*Exercise goal*. Please return the lines below verbatim, beginning at the one that has "# drop a dot on each instance of the number" and stopping after the one that has "# Target: racing track asphalt", and add no other lines.

======== Data section

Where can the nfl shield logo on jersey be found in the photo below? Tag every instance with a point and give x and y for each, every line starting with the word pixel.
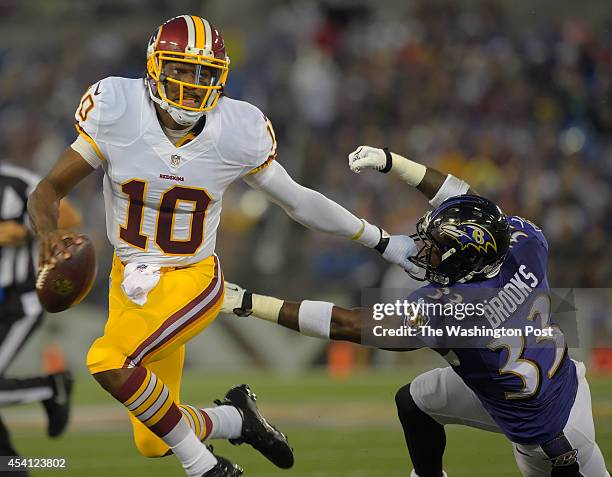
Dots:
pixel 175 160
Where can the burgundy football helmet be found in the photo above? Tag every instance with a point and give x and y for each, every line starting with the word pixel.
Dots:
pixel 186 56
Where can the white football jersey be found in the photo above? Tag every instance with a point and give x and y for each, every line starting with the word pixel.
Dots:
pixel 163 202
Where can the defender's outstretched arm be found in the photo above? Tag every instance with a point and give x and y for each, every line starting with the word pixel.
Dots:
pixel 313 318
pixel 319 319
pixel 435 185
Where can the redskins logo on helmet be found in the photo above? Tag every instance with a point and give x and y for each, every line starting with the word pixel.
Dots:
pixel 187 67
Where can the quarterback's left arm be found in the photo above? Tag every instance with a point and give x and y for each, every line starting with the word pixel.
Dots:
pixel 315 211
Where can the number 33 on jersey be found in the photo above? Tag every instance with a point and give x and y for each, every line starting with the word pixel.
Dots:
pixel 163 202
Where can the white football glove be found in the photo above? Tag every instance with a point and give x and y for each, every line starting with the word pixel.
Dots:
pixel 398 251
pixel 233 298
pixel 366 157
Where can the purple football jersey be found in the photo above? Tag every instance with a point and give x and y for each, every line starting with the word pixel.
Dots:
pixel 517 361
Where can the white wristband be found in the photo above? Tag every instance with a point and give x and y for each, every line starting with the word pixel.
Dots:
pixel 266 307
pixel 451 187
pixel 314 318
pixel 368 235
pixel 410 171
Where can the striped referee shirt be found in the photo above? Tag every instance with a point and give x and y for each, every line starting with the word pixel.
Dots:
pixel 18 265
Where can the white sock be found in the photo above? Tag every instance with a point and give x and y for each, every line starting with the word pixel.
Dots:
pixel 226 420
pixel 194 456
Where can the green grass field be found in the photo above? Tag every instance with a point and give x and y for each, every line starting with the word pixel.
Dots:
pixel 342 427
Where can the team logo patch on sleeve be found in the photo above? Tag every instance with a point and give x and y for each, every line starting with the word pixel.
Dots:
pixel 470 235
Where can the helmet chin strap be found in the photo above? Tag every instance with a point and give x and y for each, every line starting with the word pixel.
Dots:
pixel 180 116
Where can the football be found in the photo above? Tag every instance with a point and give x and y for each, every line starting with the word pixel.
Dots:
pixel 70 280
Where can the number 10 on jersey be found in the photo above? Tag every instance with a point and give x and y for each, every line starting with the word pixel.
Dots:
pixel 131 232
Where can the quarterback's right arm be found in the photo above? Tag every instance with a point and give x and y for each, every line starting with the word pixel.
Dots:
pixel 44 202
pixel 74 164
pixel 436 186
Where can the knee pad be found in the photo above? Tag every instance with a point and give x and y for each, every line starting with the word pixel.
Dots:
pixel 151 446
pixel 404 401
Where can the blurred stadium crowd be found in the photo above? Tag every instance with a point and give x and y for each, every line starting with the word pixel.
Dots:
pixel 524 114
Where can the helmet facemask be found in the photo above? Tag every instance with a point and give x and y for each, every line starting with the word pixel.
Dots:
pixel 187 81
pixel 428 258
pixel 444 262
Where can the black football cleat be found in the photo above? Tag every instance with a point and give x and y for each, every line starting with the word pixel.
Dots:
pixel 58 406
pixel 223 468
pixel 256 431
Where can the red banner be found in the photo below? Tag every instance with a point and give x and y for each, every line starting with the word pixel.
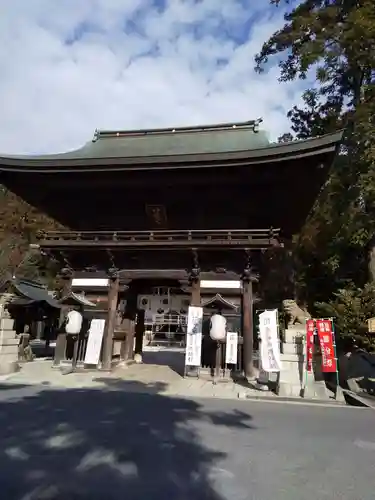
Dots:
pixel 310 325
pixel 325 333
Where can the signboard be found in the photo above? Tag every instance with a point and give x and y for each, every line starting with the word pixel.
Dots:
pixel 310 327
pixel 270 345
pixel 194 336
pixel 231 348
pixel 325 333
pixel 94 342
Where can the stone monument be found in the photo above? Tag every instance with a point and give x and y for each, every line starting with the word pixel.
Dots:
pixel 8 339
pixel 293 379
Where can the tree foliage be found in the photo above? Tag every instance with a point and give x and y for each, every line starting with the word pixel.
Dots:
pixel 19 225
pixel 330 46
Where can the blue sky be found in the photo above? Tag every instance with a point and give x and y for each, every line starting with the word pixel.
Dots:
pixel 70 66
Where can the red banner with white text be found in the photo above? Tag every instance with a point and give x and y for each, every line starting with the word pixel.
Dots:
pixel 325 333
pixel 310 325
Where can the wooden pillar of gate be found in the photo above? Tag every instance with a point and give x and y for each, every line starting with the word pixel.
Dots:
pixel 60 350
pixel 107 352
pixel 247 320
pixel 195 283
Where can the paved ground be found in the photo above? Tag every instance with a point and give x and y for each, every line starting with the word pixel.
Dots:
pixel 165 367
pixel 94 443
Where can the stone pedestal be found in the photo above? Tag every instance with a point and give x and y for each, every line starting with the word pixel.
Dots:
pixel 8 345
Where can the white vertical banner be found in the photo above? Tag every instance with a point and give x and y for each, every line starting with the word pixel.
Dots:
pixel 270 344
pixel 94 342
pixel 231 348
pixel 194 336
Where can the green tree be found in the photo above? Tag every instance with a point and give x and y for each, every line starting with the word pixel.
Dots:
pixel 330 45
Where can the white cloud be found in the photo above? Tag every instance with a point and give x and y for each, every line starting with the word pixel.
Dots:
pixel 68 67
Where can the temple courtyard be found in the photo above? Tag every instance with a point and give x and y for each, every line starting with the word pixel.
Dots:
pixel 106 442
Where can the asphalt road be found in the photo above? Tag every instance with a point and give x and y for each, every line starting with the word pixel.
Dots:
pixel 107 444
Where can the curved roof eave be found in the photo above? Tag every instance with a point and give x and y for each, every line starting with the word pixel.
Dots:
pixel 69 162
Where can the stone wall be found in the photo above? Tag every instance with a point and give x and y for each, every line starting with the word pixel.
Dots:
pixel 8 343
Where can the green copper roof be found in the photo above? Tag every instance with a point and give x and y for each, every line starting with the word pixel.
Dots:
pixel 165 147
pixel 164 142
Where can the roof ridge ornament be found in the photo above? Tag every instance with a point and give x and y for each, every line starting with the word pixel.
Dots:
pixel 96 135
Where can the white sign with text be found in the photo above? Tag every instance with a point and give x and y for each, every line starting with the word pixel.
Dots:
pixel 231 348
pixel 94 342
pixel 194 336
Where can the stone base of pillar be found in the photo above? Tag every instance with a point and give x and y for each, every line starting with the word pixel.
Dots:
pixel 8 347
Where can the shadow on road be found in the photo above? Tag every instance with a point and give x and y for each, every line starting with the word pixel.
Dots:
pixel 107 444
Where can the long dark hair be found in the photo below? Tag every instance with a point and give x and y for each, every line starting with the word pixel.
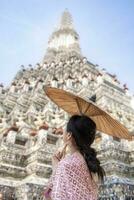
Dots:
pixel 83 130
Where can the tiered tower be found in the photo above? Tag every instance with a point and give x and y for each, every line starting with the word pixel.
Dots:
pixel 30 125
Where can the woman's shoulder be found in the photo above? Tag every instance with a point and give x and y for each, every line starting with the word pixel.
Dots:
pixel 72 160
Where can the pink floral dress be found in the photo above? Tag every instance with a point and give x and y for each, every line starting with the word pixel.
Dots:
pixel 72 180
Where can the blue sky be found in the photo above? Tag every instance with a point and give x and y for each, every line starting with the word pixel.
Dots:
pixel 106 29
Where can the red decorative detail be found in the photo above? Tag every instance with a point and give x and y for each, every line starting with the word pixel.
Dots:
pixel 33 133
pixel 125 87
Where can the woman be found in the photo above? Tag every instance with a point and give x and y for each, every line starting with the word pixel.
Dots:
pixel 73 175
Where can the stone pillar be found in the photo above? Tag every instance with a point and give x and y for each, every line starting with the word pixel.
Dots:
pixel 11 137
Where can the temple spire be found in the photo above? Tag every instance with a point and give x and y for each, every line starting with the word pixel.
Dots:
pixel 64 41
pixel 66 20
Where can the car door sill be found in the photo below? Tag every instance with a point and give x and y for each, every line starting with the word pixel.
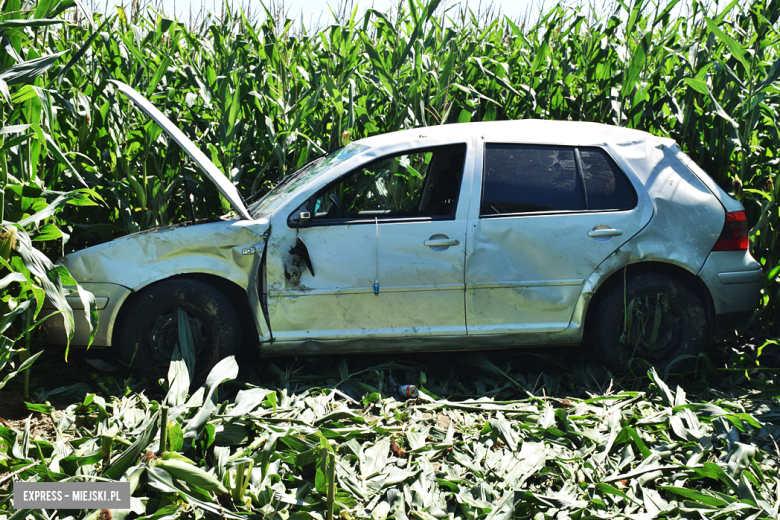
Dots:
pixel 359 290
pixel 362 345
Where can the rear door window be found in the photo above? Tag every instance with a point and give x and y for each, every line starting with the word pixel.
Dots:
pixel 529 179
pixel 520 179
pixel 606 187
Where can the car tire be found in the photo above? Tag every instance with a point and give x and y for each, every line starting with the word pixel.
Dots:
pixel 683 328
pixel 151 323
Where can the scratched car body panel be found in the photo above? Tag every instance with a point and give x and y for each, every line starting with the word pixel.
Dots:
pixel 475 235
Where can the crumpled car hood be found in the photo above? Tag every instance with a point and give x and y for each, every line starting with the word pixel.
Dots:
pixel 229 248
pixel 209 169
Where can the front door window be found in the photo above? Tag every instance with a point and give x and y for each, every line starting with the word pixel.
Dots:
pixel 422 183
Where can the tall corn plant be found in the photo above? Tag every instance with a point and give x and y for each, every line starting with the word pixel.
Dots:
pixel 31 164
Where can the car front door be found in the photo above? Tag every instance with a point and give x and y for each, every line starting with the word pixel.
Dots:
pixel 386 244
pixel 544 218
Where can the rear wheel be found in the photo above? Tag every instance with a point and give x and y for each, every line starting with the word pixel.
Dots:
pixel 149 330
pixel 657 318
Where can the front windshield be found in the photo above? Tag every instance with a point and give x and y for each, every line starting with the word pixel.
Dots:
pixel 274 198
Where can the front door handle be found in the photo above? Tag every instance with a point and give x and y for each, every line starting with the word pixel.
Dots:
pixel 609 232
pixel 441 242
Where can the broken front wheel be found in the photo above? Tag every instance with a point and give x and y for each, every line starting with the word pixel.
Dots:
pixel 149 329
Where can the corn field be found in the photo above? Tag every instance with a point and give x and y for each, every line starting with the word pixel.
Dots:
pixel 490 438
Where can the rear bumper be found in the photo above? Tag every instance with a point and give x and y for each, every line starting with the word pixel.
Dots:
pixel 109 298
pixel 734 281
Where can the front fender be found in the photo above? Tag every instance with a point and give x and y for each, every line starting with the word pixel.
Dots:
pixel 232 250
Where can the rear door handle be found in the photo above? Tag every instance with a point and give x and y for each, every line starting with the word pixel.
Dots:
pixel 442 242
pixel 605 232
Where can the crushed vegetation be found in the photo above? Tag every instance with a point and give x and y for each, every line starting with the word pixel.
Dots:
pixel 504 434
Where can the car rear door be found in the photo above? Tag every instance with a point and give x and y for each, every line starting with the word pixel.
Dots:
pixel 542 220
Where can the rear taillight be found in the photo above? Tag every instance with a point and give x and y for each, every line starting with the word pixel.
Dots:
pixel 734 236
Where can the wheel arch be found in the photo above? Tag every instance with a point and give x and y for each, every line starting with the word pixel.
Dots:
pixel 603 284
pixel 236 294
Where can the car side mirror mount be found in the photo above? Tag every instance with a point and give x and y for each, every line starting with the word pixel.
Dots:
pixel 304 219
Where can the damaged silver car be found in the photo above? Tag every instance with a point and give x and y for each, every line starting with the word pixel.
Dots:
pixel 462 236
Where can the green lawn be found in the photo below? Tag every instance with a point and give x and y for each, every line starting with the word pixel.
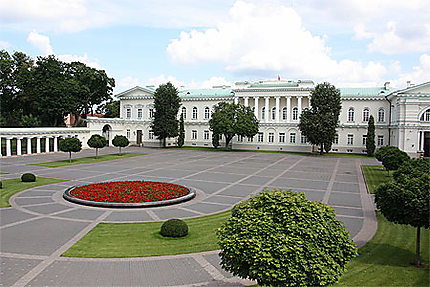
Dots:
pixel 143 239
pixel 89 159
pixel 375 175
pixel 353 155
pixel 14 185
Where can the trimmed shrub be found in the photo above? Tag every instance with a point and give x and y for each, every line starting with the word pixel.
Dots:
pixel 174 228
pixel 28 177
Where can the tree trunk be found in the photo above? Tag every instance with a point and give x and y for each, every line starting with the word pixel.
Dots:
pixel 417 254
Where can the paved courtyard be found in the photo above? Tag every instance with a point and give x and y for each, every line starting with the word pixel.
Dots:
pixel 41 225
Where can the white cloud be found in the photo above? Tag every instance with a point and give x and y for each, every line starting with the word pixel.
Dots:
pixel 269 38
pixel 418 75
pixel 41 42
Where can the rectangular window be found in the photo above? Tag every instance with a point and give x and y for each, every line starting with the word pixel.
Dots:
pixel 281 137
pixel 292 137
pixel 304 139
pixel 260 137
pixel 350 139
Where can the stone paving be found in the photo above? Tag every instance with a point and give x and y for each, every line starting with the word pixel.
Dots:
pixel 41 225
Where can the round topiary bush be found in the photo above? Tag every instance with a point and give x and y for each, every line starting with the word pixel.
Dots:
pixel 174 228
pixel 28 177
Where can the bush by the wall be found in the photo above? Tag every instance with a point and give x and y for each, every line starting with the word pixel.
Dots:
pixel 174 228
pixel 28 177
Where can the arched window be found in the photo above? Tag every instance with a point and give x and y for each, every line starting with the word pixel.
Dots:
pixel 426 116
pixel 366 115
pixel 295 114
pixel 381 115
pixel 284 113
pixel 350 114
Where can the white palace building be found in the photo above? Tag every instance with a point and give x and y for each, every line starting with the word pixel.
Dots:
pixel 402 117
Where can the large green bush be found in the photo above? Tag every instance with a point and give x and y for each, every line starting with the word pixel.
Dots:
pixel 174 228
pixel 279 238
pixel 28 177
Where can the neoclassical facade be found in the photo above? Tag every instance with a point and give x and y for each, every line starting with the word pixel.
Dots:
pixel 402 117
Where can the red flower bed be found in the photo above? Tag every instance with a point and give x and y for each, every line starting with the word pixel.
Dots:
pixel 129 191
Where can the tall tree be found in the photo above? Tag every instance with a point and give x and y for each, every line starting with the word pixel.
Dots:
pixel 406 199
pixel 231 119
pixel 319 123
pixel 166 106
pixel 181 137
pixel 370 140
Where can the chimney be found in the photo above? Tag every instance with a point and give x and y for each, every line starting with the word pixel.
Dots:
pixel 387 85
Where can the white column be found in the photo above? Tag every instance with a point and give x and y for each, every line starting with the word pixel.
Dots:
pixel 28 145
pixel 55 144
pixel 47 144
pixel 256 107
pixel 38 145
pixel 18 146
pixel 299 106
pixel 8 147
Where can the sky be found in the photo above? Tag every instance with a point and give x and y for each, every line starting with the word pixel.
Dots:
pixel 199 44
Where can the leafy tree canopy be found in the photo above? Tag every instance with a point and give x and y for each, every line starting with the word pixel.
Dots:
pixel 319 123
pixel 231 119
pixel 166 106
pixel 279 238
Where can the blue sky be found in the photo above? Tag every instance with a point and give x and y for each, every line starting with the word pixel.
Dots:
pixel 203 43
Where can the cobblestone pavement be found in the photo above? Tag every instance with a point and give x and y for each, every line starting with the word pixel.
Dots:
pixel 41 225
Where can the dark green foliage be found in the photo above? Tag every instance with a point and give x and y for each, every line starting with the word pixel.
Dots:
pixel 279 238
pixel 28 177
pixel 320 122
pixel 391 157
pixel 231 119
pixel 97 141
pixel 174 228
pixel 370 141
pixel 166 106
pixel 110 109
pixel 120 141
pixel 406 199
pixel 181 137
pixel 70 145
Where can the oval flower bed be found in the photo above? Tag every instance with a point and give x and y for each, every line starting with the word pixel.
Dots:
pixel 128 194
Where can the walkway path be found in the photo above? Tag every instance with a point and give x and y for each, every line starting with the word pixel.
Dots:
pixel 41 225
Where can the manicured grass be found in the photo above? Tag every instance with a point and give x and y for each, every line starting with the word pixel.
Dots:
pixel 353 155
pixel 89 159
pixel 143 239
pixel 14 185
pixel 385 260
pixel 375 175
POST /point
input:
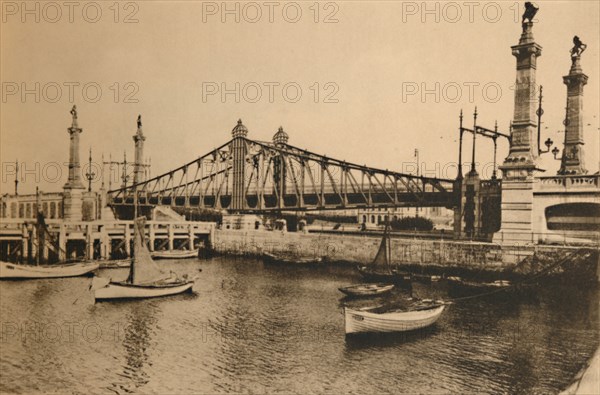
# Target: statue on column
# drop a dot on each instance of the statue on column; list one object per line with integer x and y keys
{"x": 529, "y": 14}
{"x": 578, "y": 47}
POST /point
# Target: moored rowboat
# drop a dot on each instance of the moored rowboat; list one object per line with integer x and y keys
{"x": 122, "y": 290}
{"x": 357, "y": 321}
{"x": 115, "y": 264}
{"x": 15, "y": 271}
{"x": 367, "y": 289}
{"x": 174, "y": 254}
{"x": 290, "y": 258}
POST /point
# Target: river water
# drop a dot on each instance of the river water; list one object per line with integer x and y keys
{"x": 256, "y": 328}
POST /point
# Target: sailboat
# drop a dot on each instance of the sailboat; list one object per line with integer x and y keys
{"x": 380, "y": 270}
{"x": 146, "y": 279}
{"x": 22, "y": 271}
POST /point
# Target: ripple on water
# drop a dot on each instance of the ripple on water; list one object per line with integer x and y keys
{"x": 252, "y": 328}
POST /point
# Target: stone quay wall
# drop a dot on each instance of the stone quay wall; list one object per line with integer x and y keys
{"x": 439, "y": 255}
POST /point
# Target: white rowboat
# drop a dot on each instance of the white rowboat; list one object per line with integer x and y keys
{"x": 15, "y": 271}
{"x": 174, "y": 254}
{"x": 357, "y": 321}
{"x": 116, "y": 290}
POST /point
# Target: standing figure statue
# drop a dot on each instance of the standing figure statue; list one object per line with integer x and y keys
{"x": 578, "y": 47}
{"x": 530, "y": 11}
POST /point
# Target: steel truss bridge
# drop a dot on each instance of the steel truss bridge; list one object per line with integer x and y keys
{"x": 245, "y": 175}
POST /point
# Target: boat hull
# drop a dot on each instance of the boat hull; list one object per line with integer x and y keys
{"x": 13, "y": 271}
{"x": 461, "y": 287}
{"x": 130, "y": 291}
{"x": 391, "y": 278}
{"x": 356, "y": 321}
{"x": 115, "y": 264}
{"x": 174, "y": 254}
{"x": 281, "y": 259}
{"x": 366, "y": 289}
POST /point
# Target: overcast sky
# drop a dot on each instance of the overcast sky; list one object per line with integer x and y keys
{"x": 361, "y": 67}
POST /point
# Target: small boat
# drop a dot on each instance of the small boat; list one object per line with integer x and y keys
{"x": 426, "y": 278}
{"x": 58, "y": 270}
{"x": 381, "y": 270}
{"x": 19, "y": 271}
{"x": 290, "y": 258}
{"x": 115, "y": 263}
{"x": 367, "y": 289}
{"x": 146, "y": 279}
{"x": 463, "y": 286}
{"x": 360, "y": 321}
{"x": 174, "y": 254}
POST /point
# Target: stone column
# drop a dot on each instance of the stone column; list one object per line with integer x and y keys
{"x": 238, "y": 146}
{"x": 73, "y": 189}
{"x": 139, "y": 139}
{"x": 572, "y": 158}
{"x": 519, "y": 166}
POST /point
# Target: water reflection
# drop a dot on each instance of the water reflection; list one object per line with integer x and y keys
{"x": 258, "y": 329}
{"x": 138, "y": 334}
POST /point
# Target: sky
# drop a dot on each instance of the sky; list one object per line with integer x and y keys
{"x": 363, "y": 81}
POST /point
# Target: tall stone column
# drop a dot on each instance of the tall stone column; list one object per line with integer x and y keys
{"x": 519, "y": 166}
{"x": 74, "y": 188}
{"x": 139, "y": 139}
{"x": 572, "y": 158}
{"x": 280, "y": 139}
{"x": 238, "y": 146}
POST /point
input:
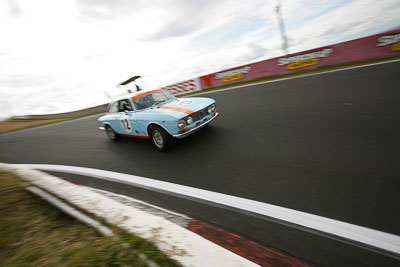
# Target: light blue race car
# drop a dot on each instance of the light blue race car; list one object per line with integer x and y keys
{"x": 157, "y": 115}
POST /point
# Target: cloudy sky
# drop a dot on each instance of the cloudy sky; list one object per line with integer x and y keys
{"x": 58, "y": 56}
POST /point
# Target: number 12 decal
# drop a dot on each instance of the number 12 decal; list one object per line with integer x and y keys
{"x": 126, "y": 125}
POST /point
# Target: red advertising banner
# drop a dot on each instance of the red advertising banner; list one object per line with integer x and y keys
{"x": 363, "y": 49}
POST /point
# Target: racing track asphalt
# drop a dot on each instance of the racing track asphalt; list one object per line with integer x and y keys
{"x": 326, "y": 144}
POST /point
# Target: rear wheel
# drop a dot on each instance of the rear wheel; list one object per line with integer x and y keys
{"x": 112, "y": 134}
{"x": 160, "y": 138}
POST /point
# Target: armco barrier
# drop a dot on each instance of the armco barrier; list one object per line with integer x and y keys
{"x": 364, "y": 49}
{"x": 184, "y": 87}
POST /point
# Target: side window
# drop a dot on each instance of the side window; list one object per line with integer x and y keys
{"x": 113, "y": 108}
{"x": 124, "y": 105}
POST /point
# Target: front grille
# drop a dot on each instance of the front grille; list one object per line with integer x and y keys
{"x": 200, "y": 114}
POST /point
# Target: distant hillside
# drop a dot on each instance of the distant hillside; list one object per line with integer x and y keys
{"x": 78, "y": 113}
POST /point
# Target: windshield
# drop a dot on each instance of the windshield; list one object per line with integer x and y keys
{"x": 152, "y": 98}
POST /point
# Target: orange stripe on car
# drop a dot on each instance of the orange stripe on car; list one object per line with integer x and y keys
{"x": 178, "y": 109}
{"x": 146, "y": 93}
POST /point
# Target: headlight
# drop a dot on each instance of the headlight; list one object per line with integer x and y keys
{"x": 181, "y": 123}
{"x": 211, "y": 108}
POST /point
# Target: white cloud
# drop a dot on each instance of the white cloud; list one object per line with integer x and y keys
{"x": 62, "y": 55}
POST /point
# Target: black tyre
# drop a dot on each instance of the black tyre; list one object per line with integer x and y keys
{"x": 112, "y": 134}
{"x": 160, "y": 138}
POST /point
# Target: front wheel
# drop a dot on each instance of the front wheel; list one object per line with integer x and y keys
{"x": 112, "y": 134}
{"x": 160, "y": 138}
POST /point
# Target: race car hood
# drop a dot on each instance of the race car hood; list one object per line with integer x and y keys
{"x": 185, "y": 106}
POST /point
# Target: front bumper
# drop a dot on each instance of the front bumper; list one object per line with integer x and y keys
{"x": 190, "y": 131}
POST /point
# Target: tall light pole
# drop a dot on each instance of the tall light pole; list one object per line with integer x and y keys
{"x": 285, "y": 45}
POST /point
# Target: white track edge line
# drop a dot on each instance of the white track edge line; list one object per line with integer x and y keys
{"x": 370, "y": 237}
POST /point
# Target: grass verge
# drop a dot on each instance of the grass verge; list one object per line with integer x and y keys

================

*Solution to the problem*.
# drop a dot on each instance of the number 12 decal; list one object per line with integer x and y keys
{"x": 126, "y": 125}
POST /point
# Target: red advertising banner
# drop a dot on each instance of the red advertising banner; list one object per line with integer x and y keys
{"x": 363, "y": 49}
POST /point
# Target: racing track asphalt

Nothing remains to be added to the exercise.